* _Task requirements_: Word for word, give the entries back.

* _Source records_:
************

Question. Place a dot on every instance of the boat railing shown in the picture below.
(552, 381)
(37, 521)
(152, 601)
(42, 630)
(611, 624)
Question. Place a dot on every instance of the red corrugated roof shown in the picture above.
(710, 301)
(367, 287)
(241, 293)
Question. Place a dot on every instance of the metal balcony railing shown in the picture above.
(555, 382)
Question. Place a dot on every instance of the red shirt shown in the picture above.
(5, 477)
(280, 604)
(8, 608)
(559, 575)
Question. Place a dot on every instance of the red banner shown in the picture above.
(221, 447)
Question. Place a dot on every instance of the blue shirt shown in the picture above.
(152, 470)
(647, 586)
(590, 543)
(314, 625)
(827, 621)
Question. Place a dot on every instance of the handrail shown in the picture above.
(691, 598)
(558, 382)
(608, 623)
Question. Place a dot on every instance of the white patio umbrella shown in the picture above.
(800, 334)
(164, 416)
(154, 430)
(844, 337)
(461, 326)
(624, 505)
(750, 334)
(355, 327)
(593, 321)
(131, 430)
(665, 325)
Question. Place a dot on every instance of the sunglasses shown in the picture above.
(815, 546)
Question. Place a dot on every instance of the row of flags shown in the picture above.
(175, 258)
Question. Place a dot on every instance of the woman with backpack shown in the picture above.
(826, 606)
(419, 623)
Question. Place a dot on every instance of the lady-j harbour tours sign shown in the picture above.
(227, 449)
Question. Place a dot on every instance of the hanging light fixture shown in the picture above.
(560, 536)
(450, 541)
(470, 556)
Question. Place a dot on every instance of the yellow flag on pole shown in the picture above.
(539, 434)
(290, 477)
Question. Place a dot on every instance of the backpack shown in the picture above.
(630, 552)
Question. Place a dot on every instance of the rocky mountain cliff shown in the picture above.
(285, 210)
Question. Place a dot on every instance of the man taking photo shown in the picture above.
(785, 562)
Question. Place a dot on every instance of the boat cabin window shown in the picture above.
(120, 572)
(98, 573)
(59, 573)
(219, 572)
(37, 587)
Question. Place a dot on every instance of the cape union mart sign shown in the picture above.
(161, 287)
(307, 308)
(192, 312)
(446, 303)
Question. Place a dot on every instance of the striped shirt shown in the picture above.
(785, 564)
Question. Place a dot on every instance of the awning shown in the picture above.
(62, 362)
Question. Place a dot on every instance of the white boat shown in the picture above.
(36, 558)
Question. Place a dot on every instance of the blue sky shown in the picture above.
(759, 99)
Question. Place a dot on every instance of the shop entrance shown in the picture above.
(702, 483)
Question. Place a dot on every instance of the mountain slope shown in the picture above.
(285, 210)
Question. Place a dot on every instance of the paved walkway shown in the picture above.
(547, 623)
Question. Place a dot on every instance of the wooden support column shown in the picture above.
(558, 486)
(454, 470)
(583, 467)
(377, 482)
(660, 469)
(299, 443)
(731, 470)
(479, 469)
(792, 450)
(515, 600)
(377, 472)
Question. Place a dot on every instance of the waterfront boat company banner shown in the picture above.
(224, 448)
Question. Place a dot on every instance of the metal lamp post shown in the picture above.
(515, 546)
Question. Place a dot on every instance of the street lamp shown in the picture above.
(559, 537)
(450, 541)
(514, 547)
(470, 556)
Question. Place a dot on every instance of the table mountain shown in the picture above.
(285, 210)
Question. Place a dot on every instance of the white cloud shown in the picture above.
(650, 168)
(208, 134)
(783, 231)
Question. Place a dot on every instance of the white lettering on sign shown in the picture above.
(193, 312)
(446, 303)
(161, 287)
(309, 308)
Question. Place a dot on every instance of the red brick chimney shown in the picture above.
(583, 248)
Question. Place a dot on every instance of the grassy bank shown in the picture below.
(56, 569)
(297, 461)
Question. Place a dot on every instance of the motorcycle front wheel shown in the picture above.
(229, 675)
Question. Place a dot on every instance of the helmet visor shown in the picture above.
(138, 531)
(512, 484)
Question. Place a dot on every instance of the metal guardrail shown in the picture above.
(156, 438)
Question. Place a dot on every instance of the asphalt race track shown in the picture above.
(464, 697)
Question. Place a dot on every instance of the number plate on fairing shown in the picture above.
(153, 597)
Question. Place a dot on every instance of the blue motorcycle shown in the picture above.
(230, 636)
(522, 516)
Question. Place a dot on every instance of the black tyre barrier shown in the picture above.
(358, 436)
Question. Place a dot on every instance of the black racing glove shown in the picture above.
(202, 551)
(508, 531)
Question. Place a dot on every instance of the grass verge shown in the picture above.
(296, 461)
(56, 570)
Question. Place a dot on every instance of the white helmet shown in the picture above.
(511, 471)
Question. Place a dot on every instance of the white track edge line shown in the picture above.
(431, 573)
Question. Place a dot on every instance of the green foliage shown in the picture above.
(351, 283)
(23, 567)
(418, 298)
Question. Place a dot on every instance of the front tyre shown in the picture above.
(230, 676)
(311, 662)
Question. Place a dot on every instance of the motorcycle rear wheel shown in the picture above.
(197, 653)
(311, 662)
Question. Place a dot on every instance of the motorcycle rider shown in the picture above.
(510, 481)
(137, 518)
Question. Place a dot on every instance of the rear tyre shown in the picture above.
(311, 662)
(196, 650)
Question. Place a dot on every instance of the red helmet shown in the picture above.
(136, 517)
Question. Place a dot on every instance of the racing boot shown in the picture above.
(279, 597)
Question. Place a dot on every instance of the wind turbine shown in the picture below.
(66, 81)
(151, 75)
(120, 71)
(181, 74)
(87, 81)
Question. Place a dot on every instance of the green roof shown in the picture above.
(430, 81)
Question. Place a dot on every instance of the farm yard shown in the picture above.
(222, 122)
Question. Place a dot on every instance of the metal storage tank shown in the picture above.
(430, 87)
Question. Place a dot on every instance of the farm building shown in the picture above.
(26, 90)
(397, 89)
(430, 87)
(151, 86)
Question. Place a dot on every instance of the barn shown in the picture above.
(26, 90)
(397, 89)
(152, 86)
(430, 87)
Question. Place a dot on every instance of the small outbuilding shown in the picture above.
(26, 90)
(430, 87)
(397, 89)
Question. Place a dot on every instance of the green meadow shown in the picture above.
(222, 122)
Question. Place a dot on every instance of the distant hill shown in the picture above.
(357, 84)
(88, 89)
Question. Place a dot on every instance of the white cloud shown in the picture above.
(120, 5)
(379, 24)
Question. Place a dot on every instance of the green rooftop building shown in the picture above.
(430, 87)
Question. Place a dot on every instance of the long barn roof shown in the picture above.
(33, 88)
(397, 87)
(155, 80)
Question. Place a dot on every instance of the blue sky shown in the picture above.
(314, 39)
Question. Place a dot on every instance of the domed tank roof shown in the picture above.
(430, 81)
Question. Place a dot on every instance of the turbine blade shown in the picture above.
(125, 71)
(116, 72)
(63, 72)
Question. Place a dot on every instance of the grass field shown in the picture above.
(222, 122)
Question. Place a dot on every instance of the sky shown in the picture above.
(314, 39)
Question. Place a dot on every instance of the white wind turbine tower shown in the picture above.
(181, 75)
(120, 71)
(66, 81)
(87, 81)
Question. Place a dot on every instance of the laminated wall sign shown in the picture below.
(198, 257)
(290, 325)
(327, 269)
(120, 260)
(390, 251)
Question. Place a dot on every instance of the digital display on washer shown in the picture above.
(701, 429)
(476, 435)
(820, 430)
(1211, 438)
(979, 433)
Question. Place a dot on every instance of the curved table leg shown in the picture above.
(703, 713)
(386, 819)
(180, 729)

************

* _Completed exercise_:
Question. Place a dot on every instance of the boat railing shown in the picture below.
(552, 381)
(37, 521)
(152, 601)
(42, 630)
(611, 624)
Question. Place a dot on every instance of the red corrugated roof shown in the picture above.
(710, 301)
(367, 287)
(241, 293)
Question. Place a dot on every instance of the metal balcony railing shown in the picture above.
(555, 382)
Question. Place a dot on every instance of the red shirt shown in the picture above.
(5, 477)
(280, 604)
(8, 608)
(559, 575)
Question. Place a dot on every instance of the red banner shown in the picture above.
(221, 447)
Question. Place a dot on every instance of the blue shirt shown in the picture above.
(152, 470)
(647, 586)
(590, 543)
(314, 625)
(827, 621)
Question. Place a dot on every instance of the handrail shown in the picture above.
(691, 598)
(558, 382)
(608, 623)
Question. Place a dot on every instance of the white patio umbrella shown in the picture above.
(800, 334)
(164, 416)
(154, 430)
(844, 337)
(461, 326)
(624, 505)
(750, 334)
(355, 327)
(593, 321)
(131, 430)
(665, 325)
Question. Place a dot on every instance of the sunglasses shown in the picture above.
(815, 546)
Question. Place a dot on every instance of the row of flags shown in the picture above.
(175, 258)
Question. Place a dot on every instance of the woman with backpack shown in the picture above.
(826, 606)
(419, 623)
Question. Place a dot on every instance of the lady-j harbour tours sign shown in the picture above.
(227, 449)
Question. Place a dot on every instance of the hanging light fixture shown in the picture above.
(560, 536)
(450, 541)
(470, 556)
Question. Place a dot on every instance of the yellow flag on pole shown in the picture above.
(539, 434)
(290, 477)
Question. Place a dot on every instance of the backpack shown in the picture above.
(630, 552)
Question. Place a dot on every instance of the rocky mountain cliff shown in the picture above.
(285, 210)
Question. Place a dot on every instance of the man taking photo shown in the picture above.
(785, 562)
Question. Place a dot on every instance of the boat cabin window shown in the picture above.
(120, 572)
(98, 573)
(59, 573)
(219, 572)
(37, 587)
Question. Place a dot on every instance of the cape union mart sign shown in the picture above.
(161, 287)
(307, 308)
(192, 312)
(446, 303)
Question. Place a dot on every instance of the striped shirt shown in the picture above.
(785, 564)
Question. Place a dot on every instance of the awning shown in the picture above.
(62, 362)
Question. Place a dot on every instance of the white boat shown in the picture above.
(36, 558)
Question. Place a dot on every instance of the blue sky shown in the picture above.
(759, 99)
Question. Place a dot on every instance of the shop entrance shown in the picture above.
(702, 483)
Question. Place a dot on every instance of the mountain slope shown in the picture above.
(285, 210)
Question. Place a dot on every instance of the paved walkway shown in the picture above.
(547, 623)
Question. Place a dot on every instance of the wooden support column shown in the picture above.
(558, 486)
(454, 470)
(583, 467)
(377, 482)
(660, 469)
(299, 443)
(731, 470)
(479, 469)
(792, 450)
(515, 600)
(377, 472)
Question. Place a dot on every instance of the waterfront boat company banner shown in the picture above.
(224, 448)
Question. Place a dot on every instance of the metal lamp post shown in the picture above.
(515, 546)
Question. Place a dot on every instance of the street lamp shown in the picture above.
(559, 537)
(450, 541)
(514, 547)
(470, 556)
Question. Place a dot on every instance of the table mountain shown in the picture above.
(285, 210)
Question. Place a dot on every instance of the white cloud shown in the picture above.
(650, 168)
(208, 134)
(783, 231)
Question. Place a dot on every instance of the white lettering on sign shown in the picture above.
(193, 312)
(446, 303)
(161, 287)
(309, 308)
Question. Place a dot on every instance of the red brick chimney shown in the picture above.
(583, 248)
Question. Place a dot on every instance of the grassy bank shown in the picture below.
(56, 569)
(297, 461)
Question. Place a dot on every instance of the motorcycle front wheel shown in the picture above.
(229, 675)
Question. Place a dot on every instance of the helmet visor shown in the picture above.
(138, 531)
(512, 484)
Question. Place a dot on every instance of the metal guardrail shown in the picture above.
(156, 438)
Question. Place a dot on every instance of the asphalt race track shown in the picture above.
(464, 697)
Question. Place a dot on every instance of the number plate on fairing shown in the picture above.
(153, 597)
Question. Place a dot on every instance of the blue motorcycle shown in the picture above.
(230, 636)
(522, 516)
Question. Place a dot on every instance of the black tyre barrier shown in the picture above.
(358, 436)
Question. Place a dot on every instance of the black racing glove shown in the picture above.
(202, 551)
(508, 531)
Question. Place a dot on every instance of the grass verge shown in the picture above.
(296, 461)
(56, 570)
Question. Place a dot on every instance of the white helmet shown in the picture above.
(511, 471)
Question. Place a dot on every instance of the white track edge line shown in the picture above.
(431, 573)
Question. Place a dot on every instance of the green foliage shown in the picture above.
(351, 283)
(23, 567)
(418, 298)
Question. Place a dot on every instance of the front tyre shown in the picture above.
(230, 676)
(311, 662)
Question. Place a dot on every instance of the motorcycle rear wheel shown in the picture above.
(197, 653)
(311, 662)
Question. Place a dot on every instance of the motorcycle rider shown in the picture above.
(510, 481)
(137, 518)
Question. Place a dot on every instance of the rear tyre shown in the picture above.
(311, 662)
(196, 650)
Question. Place a dot on every instance of the red helmet shown in the picture above.
(136, 517)
Question. Place a dot on every instance of the racing boot shown in the picture above.
(279, 597)
Question. Place a dot on every instance of the wind turbine shown in the picture below.
(66, 81)
(151, 75)
(120, 71)
(181, 74)
(87, 81)
Question. Place a dot on every instance of the green roof shown in the picture above.
(430, 81)
Question. Place a dot on every instance of the farm yard shown in the picture above.
(222, 122)
Question. Place a dot on every instance of the metal storage tank shown in the picture above.
(430, 87)
Question. Place a dot on every instance of the farm building shown in the picture above.
(26, 90)
(397, 89)
(430, 87)
(151, 86)
Question. Place a dot on every instance of the barn shown in the picture above.
(26, 90)
(397, 89)
(152, 86)
(430, 87)
Question. Place a dot on every instance of the small outbuilding shown in the picture above.
(26, 90)
(430, 87)
(397, 89)
Question. Place a dot on every instance of the green meadow shown in the picture above.
(222, 122)
Question. Place a dot on every instance of the distant hill shown in the picture above.
(357, 84)
(88, 89)
Question. Place a dot on every instance of the white cloud shown in the picture above.
(120, 5)
(379, 24)
Question. Place a dot on every instance of the green rooftop building shown in the picture above.
(430, 87)
Question. Place a dot on every instance of the long barn roof shown in the picture above.
(33, 88)
(397, 87)
(155, 80)
Question. Place a dot on every instance of the blue sky shown in the picture above.
(314, 39)
Question. Place a dot on every instance of the domed tank roof shown in the picture above.
(430, 81)
Question. Place a dot on every instance of the turbine blade shown in the picture above.
(125, 71)
(116, 72)
(63, 72)
Question. Place a dot on every instance of the grass field shown in the picture above.
(222, 122)
Question. Place a dot on every instance of the sky shown in the picture above.
(314, 39)
Question. Place a dot on every instance of the white wind turbine tower shown in the picture above.
(181, 75)
(120, 71)
(66, 81)
(87, 81)
Question. Place a dot on every instance of the laminated wall sign shown in the picture below.
(198, 257)
(290, 325)
(327, 269)
(120, 260)
(390, 251)
Question. Place a dot on every instance of the digital display on washer shown in the picture above.
(701, 429)
(476, 435)
(820, 430)
(1211, 438)
(979, 433)
Question. Place a dot on every instance of the curved table leg shown in the picture above.
(703, 713)
(386, 819)
(180, 729)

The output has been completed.